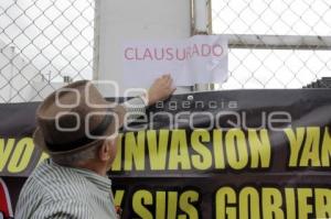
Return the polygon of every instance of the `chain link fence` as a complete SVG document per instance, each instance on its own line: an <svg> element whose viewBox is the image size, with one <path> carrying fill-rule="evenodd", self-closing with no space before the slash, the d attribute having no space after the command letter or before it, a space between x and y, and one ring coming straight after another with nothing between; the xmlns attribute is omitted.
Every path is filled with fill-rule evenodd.
<svg viewBox="0 0 331 219"><path fill-rule="evenodd" d="M330 1L210 3L212 33L229 37L222 88L300 88L331 76ZM0 102L93 78L94 0L2 0L0 21Z"/></svg>
<svg viewBox="0 0 331 219"><path fill-rule="evenodd" d="M331 76L331 2L211 0L210 26L229 36L233 88L300 88Z"/></svg>
<svg viewBox="0 0 331 219"><path fill-rule="evenodd" d="M0 2L0 102L93 78L94 0Z"/></svg>

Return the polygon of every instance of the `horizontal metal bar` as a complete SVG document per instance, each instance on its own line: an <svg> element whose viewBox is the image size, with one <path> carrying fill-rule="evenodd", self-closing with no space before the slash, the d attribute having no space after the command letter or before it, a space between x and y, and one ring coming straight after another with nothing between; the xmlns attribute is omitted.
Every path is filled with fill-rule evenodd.
<svg viewBox="0 0 331 219"><path fill-rule="evenodd" d="M225 34L229 48L331 50L331 36Z"/></svg>

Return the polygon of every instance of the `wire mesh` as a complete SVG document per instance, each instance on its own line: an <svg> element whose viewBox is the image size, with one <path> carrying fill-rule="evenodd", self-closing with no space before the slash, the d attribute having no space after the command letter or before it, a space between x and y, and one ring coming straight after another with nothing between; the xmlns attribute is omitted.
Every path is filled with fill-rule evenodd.
<svg viewBox="0 0 331 219"><path fill-rule="evenodd" d="M0 101L42 99L63 80L92 79L94 0L0 4Z"/></svg>
<svg viewBox="0 0 331 219"><path fill-rule="evenodd" d="M247 41L239 46L229 44L229 77L223 88L299 88L331 76L330 51L311 43L302 45L307 37L316 36L318 42L323 40L320 36L330 36L330 1L211 0L211 4L214 34L237 39L273 35L278 46L284 43L281 50L274 48L273 41L265 42L265 46ZM298 36L300 46L289 46L290 36ZM330 46L329 42L322 44Z"/></svg>

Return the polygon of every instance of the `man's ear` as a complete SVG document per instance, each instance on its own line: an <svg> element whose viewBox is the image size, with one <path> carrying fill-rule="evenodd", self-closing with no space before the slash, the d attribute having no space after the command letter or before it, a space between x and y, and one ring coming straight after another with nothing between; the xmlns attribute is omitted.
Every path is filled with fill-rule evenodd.
<svg viewBox="0 0 331 219"><path fill-rule="evenodd" d="M111 141L105 140L103 145L99 149L99 160L102 161L108 161L110 158L110 146Z"/></svg>

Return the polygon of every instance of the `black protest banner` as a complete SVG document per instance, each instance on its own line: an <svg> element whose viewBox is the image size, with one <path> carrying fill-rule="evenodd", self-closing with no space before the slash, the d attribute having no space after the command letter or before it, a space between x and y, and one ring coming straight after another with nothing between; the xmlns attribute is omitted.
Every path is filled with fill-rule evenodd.
<svg viewBox="0 0 331 219"><path fill-rule="evenodd" d="M12 206L47 157L38 103L0 106ZM122 218L330 218L331 90L177 95L125 127L109 176Z"/></svg>

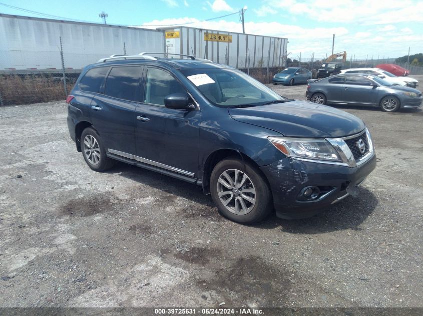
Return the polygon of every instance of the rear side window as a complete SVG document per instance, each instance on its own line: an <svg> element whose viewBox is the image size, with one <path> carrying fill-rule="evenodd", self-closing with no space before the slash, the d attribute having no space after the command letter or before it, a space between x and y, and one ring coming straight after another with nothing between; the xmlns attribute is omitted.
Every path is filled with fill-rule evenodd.
<svg viewBox="0 0 423 316"><path fill-rule="evenodd" d="M345 84L371 85L371 80L361 76L346 76Z"/></svg>
<svg viewBox="0 0 423 316"><path fill-rule="evenodd" d="M106 80L104 94L129 101L137 101L141 78L141 67L114 67Z"/></svg>
<svg viewBox="0 0 423 316"><path fill-rule="evenodd" d="M79 88L90 92L99 92L101 84L108 70L108 67L99 67L90 69L80 80Z"/></svg>
<svg viewBox="0 0 423 316"><path fill-rule="evenodd" d="M331 78L329 79L330 83L334 83L335 84L343 84L345 76L341 76L340 77L335 77L334 78Z"/></svg>

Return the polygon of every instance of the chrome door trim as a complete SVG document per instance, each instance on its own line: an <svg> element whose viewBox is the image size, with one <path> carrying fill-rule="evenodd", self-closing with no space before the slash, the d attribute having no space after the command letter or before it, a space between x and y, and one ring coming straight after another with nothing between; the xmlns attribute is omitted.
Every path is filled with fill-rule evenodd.
<svg viewBox="0 0 423 316"><path fill-rule="evenodd" d="M119 150L115 150L115 149L110 149L109 148L108 149L108 151L111 154L114 154L115 155L122 156L122 157L125 157L125 158L129 158L130 159L137 160L140 162L146 163L148 165L151 165L152 166L155 166L156 167L159 167L159 168L170 170L171 171L174 171L174 172L181 173L186 176L194 177L194 173L190 172L189 171L187 171L186 170L183 170L182 169L178 169L177 168L175 168L175 167L172 167L172 166L168 166L160 162L157 162L157 161L150 160L150 159L147 159L142 157L139 157L138 156L136 156L135 155L128 154L128 153L124 152L123 151L119 151Z"/></svg>

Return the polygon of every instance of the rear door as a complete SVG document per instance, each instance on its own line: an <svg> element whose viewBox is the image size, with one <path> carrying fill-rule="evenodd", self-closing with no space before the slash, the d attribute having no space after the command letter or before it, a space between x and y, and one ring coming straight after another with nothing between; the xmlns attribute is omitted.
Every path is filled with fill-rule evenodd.
<svg viewBox="0 0 423 316"><path fill-rule="evenodd" d="M143 102L135 115L137 160L184 176L197 176L201 111L197 106L189 110L165 107L167 95L188 93L167 70L146 66L143 77Z"/></svg>
<svg viewBox="0 0 423 316"><path fill-rule="evenodd" d="M363 76L345 76L343 99L348 103L375 104L377 89L372 85L373 82Z"/></svg>
<svg viewBox="0 0 423 316"><path fill-rule="evenodd" d="M91 103L91 120L106 151L135 153L135 108L140 100L142 66L112 66Z"/></svg>

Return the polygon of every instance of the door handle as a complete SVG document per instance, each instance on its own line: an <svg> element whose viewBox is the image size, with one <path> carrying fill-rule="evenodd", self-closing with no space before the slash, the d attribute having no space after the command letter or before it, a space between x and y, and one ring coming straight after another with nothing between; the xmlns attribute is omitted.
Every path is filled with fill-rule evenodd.
<svg viewBox="0 0 423 316"><path fill-rule="evenodd" d="M139 120L140 121L144 121L144 122L148 122L150 120L150 119L148 117L145 117L144 116L140 116L138 115L137 116L137 119Z"/></svg>

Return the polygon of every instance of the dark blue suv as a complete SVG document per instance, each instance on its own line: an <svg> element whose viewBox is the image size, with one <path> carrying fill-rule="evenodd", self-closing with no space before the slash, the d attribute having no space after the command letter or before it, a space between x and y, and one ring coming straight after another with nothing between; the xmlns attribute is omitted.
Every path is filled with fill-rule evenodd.
<svg viewBox="0 0 423 316"><path fill-rule="evenodd" d="M84 69L67 99L68 125L90 168L119 160L202 186L245 224L274 209L311 216L355 194L374 168L355 116L187 57L112 56Z"/></svg>

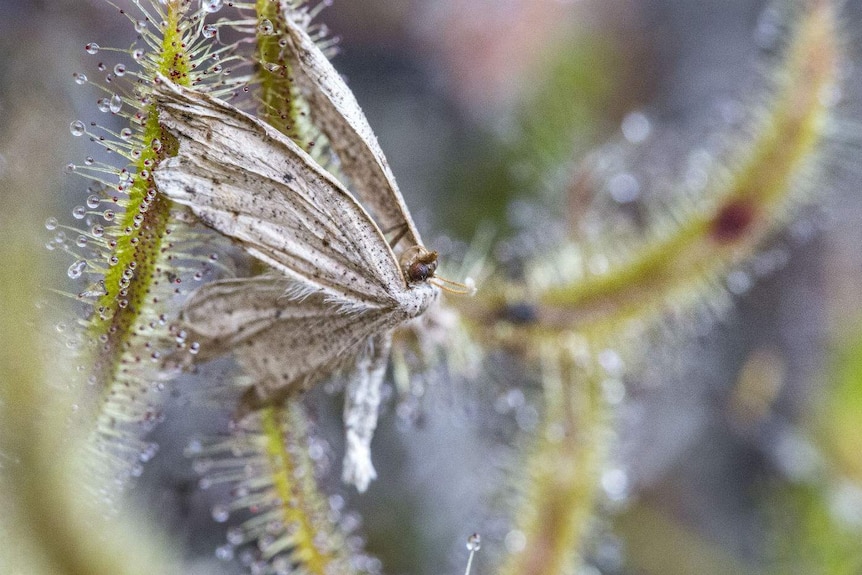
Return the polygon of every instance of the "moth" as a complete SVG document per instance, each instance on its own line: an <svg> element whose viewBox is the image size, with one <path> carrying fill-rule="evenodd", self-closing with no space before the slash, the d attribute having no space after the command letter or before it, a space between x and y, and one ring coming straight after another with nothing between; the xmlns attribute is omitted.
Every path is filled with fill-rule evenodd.
<svg viewBox="0 0 862 575"><path fill-rule="evenodd" d="M370 444L393 331L441 289L468 287L435 277L437 253L424 247L352 92L285 20L294 79L356 197L275 128L165 77L154 97L179 151L153 175L161 193L278 272L216 281L189 298L182 321L199 359L235 352L256 380L244 413L348 371L342 478L362 492L376 477Z"/></svg>

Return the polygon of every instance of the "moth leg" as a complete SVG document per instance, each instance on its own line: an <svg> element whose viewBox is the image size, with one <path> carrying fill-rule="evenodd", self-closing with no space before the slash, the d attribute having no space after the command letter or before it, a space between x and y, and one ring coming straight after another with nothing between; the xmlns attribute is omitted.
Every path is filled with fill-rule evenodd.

════════════════

*WHAT THE TASK ASKS*:
Reproduce the items verbatim from their beginning through the line containing "2L0 102L93 78L94", inclusive, and leave the pictures out.

*CORRECT ANSWER*:
Return the polygon of every instance of the `chain link fence` as a complete SVG document per instance, each instance on its own line: an <svg> element whose viewBox is the image size, with one <path> carrying fill-rule="evenodd", self-closing with no space before the slash, the d attribute having no space after the command letter or before it, a space between x and y, and one ring coming straight after another with nothing between; the xmlns attribute is omitted.
Every path is filled with fill-rule evenodd.
<svg viewBox="0 0 331 219"><path fill-rule="evenodd" d="M330 1L210 3L212 33L229 37L222 88L300 88L331 76ZM0 102L93 78L94 0L2 0L0 21Z"/></svg>
<svg viewBox="0 0 331 219"><path fill-rule="evenodd" d="M331 76L331 2L211 0L210 26L229 36L233 88L300 88Z"/></svg>
<svg viewBox="0 0 331 219"><path fill-rule="evenodd" d="M0 2L0 102L93 78L94 0Z"/></svg>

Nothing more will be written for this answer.